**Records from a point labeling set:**
========================================================================
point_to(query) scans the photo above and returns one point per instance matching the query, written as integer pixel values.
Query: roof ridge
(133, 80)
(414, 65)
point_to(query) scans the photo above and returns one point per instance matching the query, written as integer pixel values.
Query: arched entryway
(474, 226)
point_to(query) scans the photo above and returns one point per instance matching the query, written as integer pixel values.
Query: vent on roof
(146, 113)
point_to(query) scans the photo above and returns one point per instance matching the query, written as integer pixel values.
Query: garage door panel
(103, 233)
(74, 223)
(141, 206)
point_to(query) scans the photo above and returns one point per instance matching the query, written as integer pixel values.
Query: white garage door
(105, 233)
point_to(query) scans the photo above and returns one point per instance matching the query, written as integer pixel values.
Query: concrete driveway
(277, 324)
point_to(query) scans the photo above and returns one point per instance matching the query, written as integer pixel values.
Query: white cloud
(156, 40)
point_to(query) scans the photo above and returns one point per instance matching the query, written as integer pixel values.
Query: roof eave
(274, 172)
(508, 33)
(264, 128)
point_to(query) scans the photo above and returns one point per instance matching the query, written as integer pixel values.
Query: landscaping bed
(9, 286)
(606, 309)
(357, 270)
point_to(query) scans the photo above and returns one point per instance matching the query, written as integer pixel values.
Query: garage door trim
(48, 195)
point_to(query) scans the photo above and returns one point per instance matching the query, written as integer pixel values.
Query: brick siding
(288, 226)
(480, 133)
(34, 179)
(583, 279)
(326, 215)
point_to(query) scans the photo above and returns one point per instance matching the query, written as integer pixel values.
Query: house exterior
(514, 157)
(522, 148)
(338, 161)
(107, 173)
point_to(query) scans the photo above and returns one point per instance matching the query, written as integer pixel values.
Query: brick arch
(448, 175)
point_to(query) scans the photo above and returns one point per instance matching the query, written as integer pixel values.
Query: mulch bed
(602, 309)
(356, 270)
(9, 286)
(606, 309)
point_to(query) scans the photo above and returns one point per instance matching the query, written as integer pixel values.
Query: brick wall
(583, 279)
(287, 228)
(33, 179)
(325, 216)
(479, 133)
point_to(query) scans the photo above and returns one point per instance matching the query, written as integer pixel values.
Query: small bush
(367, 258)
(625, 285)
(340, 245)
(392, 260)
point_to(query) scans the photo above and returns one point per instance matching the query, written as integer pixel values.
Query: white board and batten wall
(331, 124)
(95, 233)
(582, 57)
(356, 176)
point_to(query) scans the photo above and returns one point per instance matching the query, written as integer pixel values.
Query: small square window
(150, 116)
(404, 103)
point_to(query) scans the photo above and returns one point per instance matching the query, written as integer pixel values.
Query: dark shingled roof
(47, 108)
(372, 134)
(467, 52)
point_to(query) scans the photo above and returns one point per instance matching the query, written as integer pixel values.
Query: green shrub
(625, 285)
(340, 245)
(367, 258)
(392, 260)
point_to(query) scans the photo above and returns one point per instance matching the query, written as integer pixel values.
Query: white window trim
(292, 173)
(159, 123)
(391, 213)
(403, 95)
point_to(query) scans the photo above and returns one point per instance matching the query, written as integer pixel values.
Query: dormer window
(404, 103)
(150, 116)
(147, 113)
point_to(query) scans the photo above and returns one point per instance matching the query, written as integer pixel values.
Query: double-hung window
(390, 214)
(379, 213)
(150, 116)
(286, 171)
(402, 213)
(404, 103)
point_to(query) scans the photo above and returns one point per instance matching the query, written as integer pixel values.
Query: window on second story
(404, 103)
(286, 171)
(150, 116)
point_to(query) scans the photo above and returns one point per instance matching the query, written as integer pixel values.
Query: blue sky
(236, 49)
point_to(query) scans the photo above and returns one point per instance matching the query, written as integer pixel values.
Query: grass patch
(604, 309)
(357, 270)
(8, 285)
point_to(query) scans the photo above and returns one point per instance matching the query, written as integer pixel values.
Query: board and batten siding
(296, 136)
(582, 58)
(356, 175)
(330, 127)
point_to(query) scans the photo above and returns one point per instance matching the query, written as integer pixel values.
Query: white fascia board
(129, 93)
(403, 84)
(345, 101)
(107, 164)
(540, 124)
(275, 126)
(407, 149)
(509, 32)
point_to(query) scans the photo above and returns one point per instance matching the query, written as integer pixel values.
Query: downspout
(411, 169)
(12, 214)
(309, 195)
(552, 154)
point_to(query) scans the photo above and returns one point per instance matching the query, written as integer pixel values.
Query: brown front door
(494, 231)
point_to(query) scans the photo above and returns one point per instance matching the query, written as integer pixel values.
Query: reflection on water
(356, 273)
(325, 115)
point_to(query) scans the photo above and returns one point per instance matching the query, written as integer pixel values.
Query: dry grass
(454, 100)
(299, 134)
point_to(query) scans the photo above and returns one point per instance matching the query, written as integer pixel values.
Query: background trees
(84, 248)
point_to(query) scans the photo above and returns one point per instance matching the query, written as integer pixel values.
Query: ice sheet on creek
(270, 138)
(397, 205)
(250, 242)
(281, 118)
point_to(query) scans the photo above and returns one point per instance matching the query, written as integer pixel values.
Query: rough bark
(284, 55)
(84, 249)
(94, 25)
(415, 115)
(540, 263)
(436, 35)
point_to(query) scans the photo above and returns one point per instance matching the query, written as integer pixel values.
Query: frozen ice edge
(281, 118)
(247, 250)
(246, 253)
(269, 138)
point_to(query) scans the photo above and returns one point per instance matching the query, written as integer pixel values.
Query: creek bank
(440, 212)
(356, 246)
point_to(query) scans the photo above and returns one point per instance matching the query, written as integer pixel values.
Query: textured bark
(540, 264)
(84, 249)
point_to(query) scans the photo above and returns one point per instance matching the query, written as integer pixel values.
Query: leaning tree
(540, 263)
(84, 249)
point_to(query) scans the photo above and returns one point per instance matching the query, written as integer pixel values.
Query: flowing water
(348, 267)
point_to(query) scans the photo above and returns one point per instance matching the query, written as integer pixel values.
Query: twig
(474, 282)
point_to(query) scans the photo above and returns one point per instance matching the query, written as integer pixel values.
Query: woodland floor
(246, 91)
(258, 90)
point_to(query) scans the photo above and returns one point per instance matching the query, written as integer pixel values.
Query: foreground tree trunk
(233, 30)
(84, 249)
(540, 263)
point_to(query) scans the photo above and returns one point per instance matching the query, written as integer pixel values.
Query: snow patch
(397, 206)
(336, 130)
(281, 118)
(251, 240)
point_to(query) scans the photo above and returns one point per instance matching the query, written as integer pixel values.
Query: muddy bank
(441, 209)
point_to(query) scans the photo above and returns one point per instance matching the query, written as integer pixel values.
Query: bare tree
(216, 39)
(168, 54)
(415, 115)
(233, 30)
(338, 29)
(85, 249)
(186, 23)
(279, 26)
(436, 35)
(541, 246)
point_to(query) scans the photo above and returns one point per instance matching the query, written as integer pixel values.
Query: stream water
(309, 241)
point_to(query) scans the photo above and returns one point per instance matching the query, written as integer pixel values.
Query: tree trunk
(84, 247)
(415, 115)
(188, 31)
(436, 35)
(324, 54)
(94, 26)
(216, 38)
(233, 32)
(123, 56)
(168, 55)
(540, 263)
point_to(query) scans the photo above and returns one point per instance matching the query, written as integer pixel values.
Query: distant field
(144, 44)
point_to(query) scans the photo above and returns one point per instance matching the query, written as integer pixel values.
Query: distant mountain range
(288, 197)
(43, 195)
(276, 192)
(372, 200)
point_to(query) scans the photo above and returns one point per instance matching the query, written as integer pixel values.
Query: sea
========================================================================
**TASK REQUIREMENTS:**
Repeat every line of the data, exactly and in full.

**RESULT OF THE TASK:**
point_to(query) scans the photo above and returns one point per instance matching the query, written as integer pixel values.
Query: roof ridge
(133, 80)
(414, 65)
point_to(query) scans the photo above and returns one point per instance matching the query, written as integer pixel values.
Query: arched entryway
(474, 226)
point_to(query) scans the photo above and returns one point per instance matching the query, written as integer pixel values.
Query: vent on roof
(146, 113)
point_to(query) scans the photo above and returns one point per instance matching the query, written as integer pixel values.
Query: garage door panel
(103, 233)
(74, 223)
(141, 206)
point_to(query) scans the photo above and returns one point per instance matching the query, written as integer pixel values.
Query: white garage door
(105, 233)
point_to(query) scans the photo above and returns one point per instance matching the query, written as integer pixel values.
Query: concrete driveway
(277, 324)
point_to(query) scans the photo above and returns one point per instance matching the query, written as integer pixel values.
Query: white cloud
(156, 40)
point_to(query) scans the photo above and returns one point per instance matching the query, written as integer pixel values.
Query: roof eave
(274, 172)
(508, 33)
(264, 128)
point_to(query) scans the photo above and returns one point per instance matching the query, written as integer pixel values.
Query: landscaping bed
(9, 286)
(606, 309)
(357, 270)
point_to(query) scans the photo above and returns one point per instance matching the query, written as integer pixel values.
Query: garage door trim
(48, 195)
point_to(query) scans the photo above and returns one point per instance matching the query, written as integer pixel values.
Query: brick siding
(288, 226)
(480, 133)
(34, 179)
(583, 279)
(326, 215)
point_to(query) scans the photo above and returns one point per instance matching the query, written as integer pixel values.
Query: house exterior
(514, 157)
(522, 148)
(338, 161)
(107, 173)
point_to(query) scans the photo above and returns one point per instance matching the query, written as integer pixel values.
Query: brick arch
(448, 175)
point_to(query) scans the photo above and returns one point per instance matching the query, written as integer pixel values.
Query: mulch bed
(602, 309)
(356, 270)
(9, 286)
(606, 309)
point_to(query) scans the photo above and returns one point per instance matching the query, written as integer pixel values.
Query: brick wall
(583, 279)
(287, 228)
(33, 179)
(325, 216)
(479, 133)
point_to(query) scans the photo above and returns one point per instance matching the query, written as integer pixel values.
Query: small bush
(367, 258)
(625, 285)
(340, 245)
(392, 260)
point_to(query) scans the photo above and returns one point per instance matching the query, written as integer pixel values.
Query: white board and batten wall
(331, 124)
(95, 233)
(582, 57)
(356, 176)
point_to(query) scans the photo above and returns one point per instance matching the query, written as integer pixel values.
Query: small square window
(150, 116)
(404, 103)
point_to(query) scans the photo above and returns one point per instance matching the query, written as integer pixel values.
Query: dark shingled roof
(47, 108)
(372, 134)
(467, 52)
point_to(query) scans the photo above and returns one point per instance matching the query, written as integer pixel values.
Query: green shrub
(625, 285)
(340, 245)
(367, 258)
(392, 260)
point_to(query) scans the photo above and returns one point per instance matching the query, written as integer pixel values.
Query: white window trim
(292, 173)
(159, 123)
(391, 213)
(403, 95)
point_to(query) scans the photo above and returns one point per instance matching the query, written as integer pixel values.
Query: dormer window
(404, 103)
(150, 116)
(147, 113)
point_to(query) scans the photo above and returns one point per instance matching the query, written as integer pixel values.
Query: double-hung window
(390, 214)
(379, 213)
(150, 116)
(286, 171)
(402, 213)
(404, 103)
point_to(query) scans the photo above and returns one point per instance matching the query, written as integer pixel values.
Query: window on second story
(404, 103)
(286, 171)
(150, 116)
point_to(query) scans the photo above and returns one point per instance matching the query, written as integer pixel values.
Query: blue sky
(236, 49)
point_to(query) scans the photo above and returns one point per instance matching the query, written as integer pixel values.
Query: grass patch
(604, 309)
(357, 270)
(8, 285)
point_to(query) scans the photo above and returns one point per instance matching the query, written as integer pixel values.
Query: board and batten siding
(296, 136)
(582, 58)
(356, 175)
(330, 127)
point_to(query) scans the photo above and returns one point per instance matching the query, written as integer pixel values.
Query: white fascia board
(129, 93)
(403, 84)
(345, 101)
(107, 164)
(540, 124)
(275, 126)
(407, 149)
(509, 32)
point_to(query) scans the photo above and returns one point per instance matching the query, written as integer pixel values.
Query: downspout
(411, 169)
(12, 214)
(309, 195)
(552, 154)
point_to(query) scans the photo above and returns one point per instance matching the query, written as integer pixel values.
Query: brown front door
(494, 231)
point_to(query) scans the photo above and returns one point per instance matching the query, written as integer pixel values.
Query: reflection on water
(356, 273)
(325, 115)
point_to(query) scans the photo above and returns one point per instance matching the query, written as integer pixel values.
Query: dry grass
(454, 100)
(299, 134)
point_to(query) scans the photo above and returns one point per instance matching the query, written as integer pixel values.
Query: background trees
(84, 248)
point_to(query) scans the photo above and returns one point per instance matching the query, written as integer pixel values.
Query: ice sheet on creek
(270, 138)
(397, 205)
(250, 242)
(281, 118)
point_to(query) scans the photo above and returns one point per instance matching the query, written as integer pixel values.
Query: rough bark
(284, 55)
(84, 249)
(94, 25)
(415, 115)
(540, 263)
(436, 35)
point_to(query) scans the photo above and returns one point per instance matching the query, written as integer pixel values.
Query: frozen ice edge
(281, 118)
(247, 250)
(246, 253)
(269, 138)
point_to(query) scans the photo above and returns one point per instance matching the query, written as integer pixel values.
Query: creek bank
(440, 212)
(356, 246)
point_to(query) scans the photo above and returns one point per instance matching the query, written as integer pixel values.
Query: textured bark
(540, 264)
(84, 249)
point_to(query) scans the photo above and returns one point per instance matching the query, written as integer pixel values.
Query: leaning tree
(540, 263)
(84, 249)
point_to(query) scans the photo above and returns one point per instance matching the query, written as integer pixel values.
Query: flowing water
(348, 267)
point_to(query) scans the photo above and returns one point per instance matching the query, written as integer pixel values.
Query: twig
(474, 282)
point_to(query) scans the photo above and returns one point per instance matching the query, written as integer pixel values.
Query: woodland floor
(246, 91)
(258, 90)
point_to(query) scans the photo above and returns one point per instance matching the query, written as integer pixel values.
Query: foreground tree trunk
(233, 30)
(84, 249)
(540, 263)
point_to(query) scans the photo above and returns one point per instance matching the query, written as integer pixel values.
Query: snow patch
(397, 206)
(336, 130)
(281, 118)
(251, 240)
point_to(query) scans the photo above and returns one point per instance matching the query, written as integer pixel values.
Query: muddy bank
(441, 209)
point_to(query) scans the photo above and returns one point per instance matching the query, written as integer pixel values.
Query: bare tree
(216, 39)
(168, 54)
(415, 115)
(233, 30)
(338, 29)
(85, 249)
(186, 23)
(279, 26)
(436, 35)
(541, 246)
point_to(query) scans the photo above and returns one point per instance matching the query, written as integer pixel values.
Query: stream water
(309, 241)
point_to(query) scans the photo above and returns one point per instance matching the query, written as integer pixel values.
Query: tree trunk
(84, 247)
(415, 115)
(188, 31)
(436, 35)
(324, 54)
(94, 26)
(216, 38)
(233, 32)
(123, 56)
(168, 55)
(540, 263)
point_to(query) scans the photo above and returns one point per instance matching the query, written as integer pixel values.
Query: distant field
(144, 44)
point_to(query) scans the photo above and returns one point per instance matching the query, written as integer pixel values.
Query: distant mountain range
(288, 197)
(43, 195)
(276, 192)
(372, 200)
point_to(query) scans the photo above and returns one point per instance matching the query, written as integer pixel values.
Query: sea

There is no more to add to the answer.